■ TEXTE À LIRE:
Le livre commence par tourner gentiment autour du pot : on se dit qu'on a entre les mains l'une de ces chroniques américaines de l'avant-guerre qui font toujours plaisir à feuilleter, parfois même à lire : observation amusée, épinglages plutôt réussis, vachardise aimable à qui l'on pardonne tout puisqu'elle fait si agréablement sourire. Et puis vient l'heure de la débâcle - celle des êtres, celle des apparences surtout - et le récit se met à grincer. Enfin Marseille et l'heure de vérité : où un drame se noue, mais dans un climat d'exaltation juvénile qui laisse transparaître une émotion non feinte ; et là on se rend compte qu'on en est à dévorer pour de bon un livre - un livre qu'il n'est plus question de lâcher.
Mary Jayne aime le risque et l'action. Elle séduit le directeur du camp de concentration du Vernet, transmet des messages à la barbe de la Gestapo (qui a infiltré ses hommes en zone dite " libre "), organise un trafic de faux papiers, rassure de son mieux les intellectuels traqués confiés à ses soins : Alma Mahler, la famille Thomas Mann, André Breton, Victor Serge.

Quelques enregistrements
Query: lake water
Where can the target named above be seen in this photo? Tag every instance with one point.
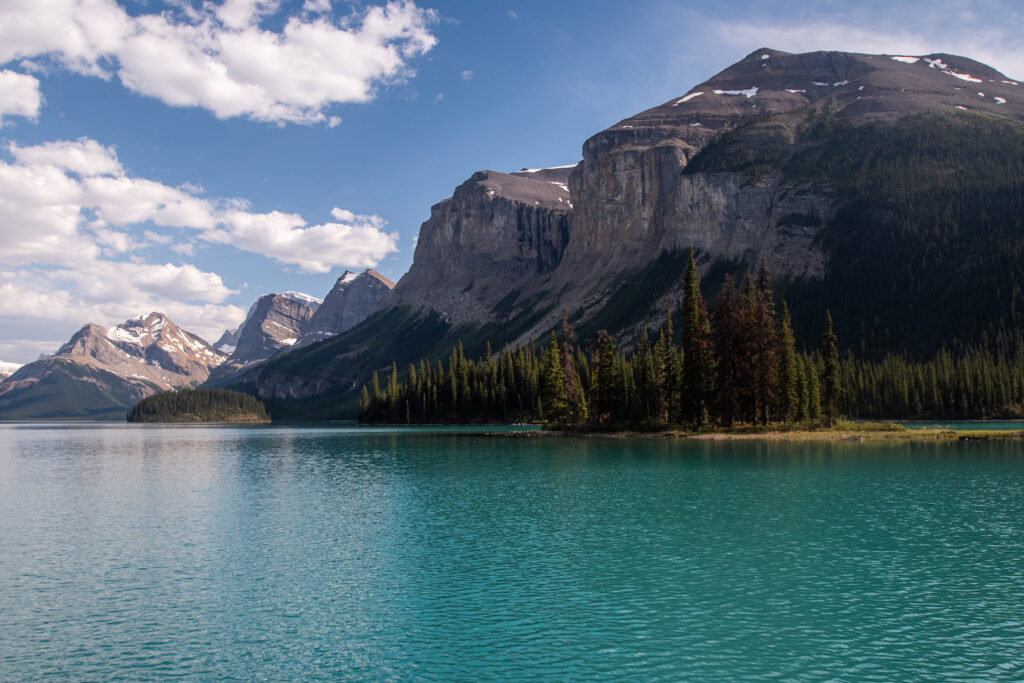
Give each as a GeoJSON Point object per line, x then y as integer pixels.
{"type": "Point", "coordinates": [274, 553]}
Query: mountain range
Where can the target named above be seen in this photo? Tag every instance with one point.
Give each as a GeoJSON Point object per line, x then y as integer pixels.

■ EXERCICES:
(1) Mettez à jour le texte à lire de « Le livre commence » à « question de lâcher. », en remplaçant « Marseille » par « Lyon ».
(2) Selon le texte à lire, les affirmations suivantes sont-elles exactes ? Répondez par oui ou non pour chacune, en citant les mots du texte qui tranchent.
(a) Mary Jayne séduit le directeur du camp de concentration du Vernet.
(b) Le livre s'ouvre directement sur le drame de Marseille.
(c) La Gestapo n'avait placé aucun de ses hommes en zone dite « libre ».

■ CORRIGÉS:
(1)
Le livre commence par tourner gentiment autour du pot : on se dit qu'on a entre les mains l'une de ces chroniques américaines de l'avant-guerre qui font toujours plaisir à feuilleter, parfois même à lire : observation amusée, épinglages plutôt réussis, vachardise aimable à qui l'on pardonne tout puisqu'elle fait si agréablement sourire. Et puis vient l'heure de la débâcle - celle des êtres, celle des apparences surtout - et le récit se met à grincer. Enfin Lyon et l'heure de vérité : où un drame se noue, mais dans un climat d'exaltation juvénile qui laisse transparaître une émotion non feinte ; et là on se rend compte qu'on en est à dévorer pour de bon un livre - un livre qu'il n'est plus question de lâcher.

(2)
(a) Oui : « Elle séduit le directeur du camp de concentration du Vernet ».
(b) Non : « Le livre commence par tourner gentiment autour du pot ».
(c) Non : « qui a infiltré ses hommes en zone dite " libre " ».